RECORD SET:
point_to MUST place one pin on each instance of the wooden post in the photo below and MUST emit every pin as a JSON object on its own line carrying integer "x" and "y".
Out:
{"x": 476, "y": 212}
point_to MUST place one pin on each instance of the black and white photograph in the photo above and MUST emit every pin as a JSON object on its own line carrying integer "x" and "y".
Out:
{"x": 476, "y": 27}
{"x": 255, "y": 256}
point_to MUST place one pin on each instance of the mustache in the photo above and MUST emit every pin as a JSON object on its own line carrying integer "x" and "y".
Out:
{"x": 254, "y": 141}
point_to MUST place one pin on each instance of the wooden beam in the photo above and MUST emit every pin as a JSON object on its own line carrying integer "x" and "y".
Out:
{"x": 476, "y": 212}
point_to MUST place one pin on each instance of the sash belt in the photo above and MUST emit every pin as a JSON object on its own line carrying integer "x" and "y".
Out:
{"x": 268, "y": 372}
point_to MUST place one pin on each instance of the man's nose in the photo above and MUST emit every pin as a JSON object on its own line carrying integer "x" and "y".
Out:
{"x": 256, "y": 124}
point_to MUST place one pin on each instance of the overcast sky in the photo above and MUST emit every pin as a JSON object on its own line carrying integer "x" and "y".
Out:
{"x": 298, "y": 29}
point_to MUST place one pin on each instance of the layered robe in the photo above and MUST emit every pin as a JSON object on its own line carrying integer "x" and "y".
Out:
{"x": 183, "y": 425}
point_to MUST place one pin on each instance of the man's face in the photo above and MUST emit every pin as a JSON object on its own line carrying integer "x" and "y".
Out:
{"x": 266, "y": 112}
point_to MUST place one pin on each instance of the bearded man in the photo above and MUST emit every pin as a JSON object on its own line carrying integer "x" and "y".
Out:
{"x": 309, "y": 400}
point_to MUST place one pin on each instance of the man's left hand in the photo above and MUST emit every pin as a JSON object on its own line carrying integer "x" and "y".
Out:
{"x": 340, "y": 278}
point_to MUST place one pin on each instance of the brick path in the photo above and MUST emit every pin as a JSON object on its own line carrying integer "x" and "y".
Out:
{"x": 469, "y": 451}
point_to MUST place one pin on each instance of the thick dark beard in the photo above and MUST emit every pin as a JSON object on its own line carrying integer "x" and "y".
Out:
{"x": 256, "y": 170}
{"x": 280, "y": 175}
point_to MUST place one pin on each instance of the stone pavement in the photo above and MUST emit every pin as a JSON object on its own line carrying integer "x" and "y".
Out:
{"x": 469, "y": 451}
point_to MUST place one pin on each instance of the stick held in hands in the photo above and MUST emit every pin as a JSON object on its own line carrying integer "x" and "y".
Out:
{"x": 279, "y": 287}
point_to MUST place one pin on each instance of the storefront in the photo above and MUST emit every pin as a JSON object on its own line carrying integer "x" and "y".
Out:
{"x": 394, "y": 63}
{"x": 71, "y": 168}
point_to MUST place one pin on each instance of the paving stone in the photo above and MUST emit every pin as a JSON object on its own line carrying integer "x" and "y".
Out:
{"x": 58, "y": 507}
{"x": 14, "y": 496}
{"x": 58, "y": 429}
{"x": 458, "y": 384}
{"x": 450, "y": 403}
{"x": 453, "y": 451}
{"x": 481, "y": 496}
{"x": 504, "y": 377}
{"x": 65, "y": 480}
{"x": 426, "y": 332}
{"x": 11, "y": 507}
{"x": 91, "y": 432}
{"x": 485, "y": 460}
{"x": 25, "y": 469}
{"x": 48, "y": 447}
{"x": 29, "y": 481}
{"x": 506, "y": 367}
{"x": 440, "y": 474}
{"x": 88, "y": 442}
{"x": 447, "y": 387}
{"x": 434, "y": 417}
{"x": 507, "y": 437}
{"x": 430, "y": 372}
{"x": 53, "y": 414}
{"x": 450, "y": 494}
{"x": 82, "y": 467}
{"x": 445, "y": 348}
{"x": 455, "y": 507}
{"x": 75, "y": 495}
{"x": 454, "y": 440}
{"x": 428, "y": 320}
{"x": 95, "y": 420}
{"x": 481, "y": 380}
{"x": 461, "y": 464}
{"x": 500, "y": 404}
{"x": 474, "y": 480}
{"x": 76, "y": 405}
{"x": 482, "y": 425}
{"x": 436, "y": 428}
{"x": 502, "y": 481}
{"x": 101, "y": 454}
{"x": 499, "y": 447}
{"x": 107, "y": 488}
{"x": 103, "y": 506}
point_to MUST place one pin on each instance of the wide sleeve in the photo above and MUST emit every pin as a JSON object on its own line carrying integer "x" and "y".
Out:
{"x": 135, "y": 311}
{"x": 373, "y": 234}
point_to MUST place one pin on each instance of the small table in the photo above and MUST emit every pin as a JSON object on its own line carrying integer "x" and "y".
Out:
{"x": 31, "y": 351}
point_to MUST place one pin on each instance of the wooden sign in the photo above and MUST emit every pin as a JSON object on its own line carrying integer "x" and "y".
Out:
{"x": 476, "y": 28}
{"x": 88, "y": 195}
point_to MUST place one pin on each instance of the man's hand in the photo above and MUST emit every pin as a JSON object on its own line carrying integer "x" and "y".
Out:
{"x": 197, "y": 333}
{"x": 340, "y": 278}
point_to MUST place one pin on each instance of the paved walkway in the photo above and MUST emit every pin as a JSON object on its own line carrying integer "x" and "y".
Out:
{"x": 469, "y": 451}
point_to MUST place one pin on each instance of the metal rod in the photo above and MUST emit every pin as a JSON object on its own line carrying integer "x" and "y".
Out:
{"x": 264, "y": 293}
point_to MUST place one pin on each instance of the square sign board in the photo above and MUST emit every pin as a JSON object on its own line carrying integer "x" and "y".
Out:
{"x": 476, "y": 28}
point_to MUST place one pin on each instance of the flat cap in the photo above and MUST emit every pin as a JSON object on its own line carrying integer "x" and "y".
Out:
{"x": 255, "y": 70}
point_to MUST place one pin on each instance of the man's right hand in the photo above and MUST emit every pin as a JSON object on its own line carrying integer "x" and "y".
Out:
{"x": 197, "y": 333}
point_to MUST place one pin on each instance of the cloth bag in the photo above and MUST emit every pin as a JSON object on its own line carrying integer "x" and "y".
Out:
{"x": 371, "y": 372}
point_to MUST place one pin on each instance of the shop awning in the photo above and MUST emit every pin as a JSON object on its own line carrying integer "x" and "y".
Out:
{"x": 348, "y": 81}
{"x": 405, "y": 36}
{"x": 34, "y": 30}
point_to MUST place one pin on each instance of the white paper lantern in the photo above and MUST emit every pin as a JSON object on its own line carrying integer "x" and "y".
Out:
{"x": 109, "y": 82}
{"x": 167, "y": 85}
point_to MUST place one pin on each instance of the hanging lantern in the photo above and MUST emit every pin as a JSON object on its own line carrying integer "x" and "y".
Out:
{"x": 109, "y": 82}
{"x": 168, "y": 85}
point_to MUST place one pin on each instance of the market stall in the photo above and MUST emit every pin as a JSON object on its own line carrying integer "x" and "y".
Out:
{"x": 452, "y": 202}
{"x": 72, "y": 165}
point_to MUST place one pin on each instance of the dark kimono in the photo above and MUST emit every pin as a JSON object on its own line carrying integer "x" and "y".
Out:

WORK INSTRUCTIONS:
Quote the material exactly, leaving nothing out.

THE ANSWER:
point_to MUST place one pin on each instance of the wooden post in the photo below and MUST emit every pin as a JSON object on its own line carrying integer "x" and "y".
Out:
{"x": 476, "y": 212}
point_to MUST place one pin on each instance of the black and white photograph in the photo above and MUST emit every pin as a JSON object on its own line carrying integer "x" and "y".
Out:
{"x": 476, "y": 27}
{"x": 255, "y": 256}
point_to MUST place one pin on each instance of the mustache in the photo above and MUST emit every pin as a JSON object on its own line carrying integer "x" and "y".
Out:
{"x": 254, "y": 141}
point_to MUST place one pin on each instance of the wooden beam in the photo above and MUST emit every pin as a JSON object on its own line carrying integer "x" and "y".
Out:
{"x": 476, "y": 212}
point_to MUST place one pin on each instance of the sash belt in the photo above and MUST emit every pin as a JSON object on its own line carrying integer "x" and "y".
Out:
{"x": 268, "y": 372}
point_to MUST place one pin on each instance of the man's nose in the photo above and MUST emit every pin as a JSON object on its own line carrying integer "x" and "y".
Out:
{"x": 256, "y": 124}
point_to MUST place one pin on each instance of the overcast sky in the photo above and MUST emit every pin as a JSON object on its own line carrying integer "x" and "y".
Out:
{"x": 298, "y": 29}
point_to MUST place one pin on each instance of the layered robe in the photo above and MUST emit every pin as a JSON object on its own line carrying integer "x" and "y".
Out:
{"x": 183, "y": 425}
point_to MUST place one pin on each instance of the man's face in the photo above and MUST emit every pin as a JSON object on its own line carrying integer "x" and "y".
Out:
{"x": 266, "y": 112}
point_to MUST place one pin on each instance of the bearded man in the photo above and MUST emit every pin as a JSON object on its own line carrying integer "x" and "y".
Out:
{"x": 309, "y": 400}
point_to MUST place one pin on each instance of the man's left hand in the photo above and MUST emit every pin as a JSON object on its own line carrying integer "x" and "y".
Out:
{"x": 340, "y": 278}
point_to MUST place one pin on each instance of the brick path in the photo above and MUST emit every pin as a JSON object on its own line carrying integer "x" and "y".
Out:
{"x": 469, "y": 451}
point_to MUST place one pin on each instance of the thick dark beard in the photo above and MUST emit every pin as a JSON object on its own line carrying integer "x" and "y".
Out:
{"x": 256, "y": 170}
{"x": 280, "y": 175}
point_to MUST place one pin on each instance of the stone pavement in the photo above and MUST emit every pin as a JSON object on its own line carrying integer "x" and "y".
Out:
{"x": 469, "y": 451}
point_to MUST place one pin on each instance of the stick held in hands in the photo above and MUST emit every pin as a JSON object on its own line carrying integer "x" and "y".
Out:
{"x": 279, "y": 287}
point_to MUST place one pin on each instance of the storefront in the photo above and MUST emit every pin as a JSON object on its own line carrying integer "x" and "y".
Out:
{"x": 394, "y": 63}
{"x": 71, "y": 168}
point_to MUST place one pin on each instance of the paving stone in the photo above and MUST emit every pin as a JSON object on its own line carrying integer "x" and "y".
Out:
{"x": 58, "y": 507}
{"x": 14, "y": 496}
{"x": 58, "y": 429}
{"x": 458, "y": 384}
{"x": 450, "y": 403}
{"x": 453, "y": 451}
{"x": 481, "y": 496}
{"x": 504, "y": 377}
{"x": 65, "y": 480}
{"x": 426, "y": 332}
{"x": 11, "y": 507}
{"x": 91, "y": 432}
{"x": 485, "y": 460}
{"x": 25, "y": 469}
{"x": 48, "y": 447}
{"x": 29, "y": 481}
{"x": 506, "y": 367}
{"x": 440, "y": 474}
{"x": 88, "y": 442}
{"x": 447, "y": 387}
{"x": 434, "y": 417}
{"x": 507, "y": 437}
{"x": 430, "y": 372}
{"x": 53, "y": 414}
{"x": 450, "y": 494}
{"x": 82, "y": 467}
{"x": 445, "y": 348}
{"x": 455, "y": 507}
{"x": 75, "y": 495}
{"x": 454, "y": 440}
{"x": 428, "y": 320}
{"x": 95, "y": 420}
{"x": 481, "y": 380}
{"x": 461, "y": 464}
{"x": 500, "y": 404}
{"x": 474, "y": 480}
{"x": 76, "y": 405}
{"x": 482, "y": 425}
{"x": 436, "y": 428}
{"x": 502, "y": 481}
{"x": 101, "y": 454}
{"x": 499, "y": 447}
{"x": 107, "y": 488}
{"x": 103, "y": 506}
point_to MUST place one pin on each instance of the wide sleeve in the photo above and MUST emit every pin as a JSON object on its own line carrying integer "x" and "y".
Out:
{"x": 135, "y": 311}
{"x": 373, "y": 234}
point_to MUST place one pin on each instance of the small table in the photo above and MUST emit every pin as a JSON object on its own line carrying integer "x" and "y".
Out:
{"x": 31, "y": 351}
point_to MUST place one pin on each instance of the wooden sign in the photo above and MUST emit every pin as a JSON object on its own line carrying integer "x" and "y".
Out:
{"x": 476, "y": 28}
{"x": 88, "y": 195}
point_to MUST place one pin on each instance of the man's hand in the photo above and MUST emit every pin as a JSON object on its own line carrying integer "x" and "y".
Out:
{"x": 197, "y": 333}
{"x": 340, "y": 278}
point_to MUST place one pin on each instance of the paved walkway in the photo above and MUST emit every pin as a JSON object on its own line carrying integer "x" and "y".
Out:
{"x": 469, "y": 451}
point_to MUST place one pin on each instance of the metal rod in the photo above and MUST emit every pin as a JSON object on its own line carrying integer "x" and "y".
Out:
{"x": 264, "y": 293}
point_to MUST place one pin on each instance of the square sign board in the photo above and MUST emit every pin as a JSON object on its own line carrying integer "x" and "y".
Out:
{"x": 476, "y": 28}
point_to MUST place one pin on each instance of the flat cap in the photo above and MUST emit every pin as a JSON object on its own line carrying integer "x" and "y".
Out:
{"x": 255, "y": 70}
point_to MUST place one pin on each instance of the man's right hand in the photo above and MUST emit every pin as a JSON object on its own line carrying integer "x" and "y".
Out:
{"x": 197, "y": 333}
point_to MUST place one pin on each instance of the cloth bag in the photo above and MUST emit every pin as a JSON object on its own line carrying integer "x" and "y".
Out:
{"x": 371, "y": 372}
point_to MUST place one pin on each instance of the shop awning in the photo above and MUST emit every pin as a JSON object on its own line carrying integer "x" and "y".
Out:
{"x": 348, "y": 81}
{"x": 405, "y": 36}
{"x": 34, "y": 30}
point_to MUST place one pin on each instance of the white paper lantern in the photo above and MUST emit every pin as a JSON object on its own line carrying integer "x" and "y".
Out:
{"x": 109, "y": 82}
{"x": 167, "y": 85}
point_to MUST place one pin on each instance of the hanging lantern in the photo above and MUST emit every pin as a JSON object on its own line carrying integer "x" and "y".
Out:
{"x": 109, "y": 82}
{"x": 168, "y": 85}
point_to MUST place one pin on each instance of the market stall in the photo above and MUST emit every pin as a JSON object on its own line carrying integer "x" and "y".
Out:
{"x": 452, "y": 202}
{"x": 72, "y": 165}
point_to MUST place one pin on each instance of the dark kimono in the photo above and MUST emit every pin as a JSON object on its own line carrying integer "x" and "y".
Out:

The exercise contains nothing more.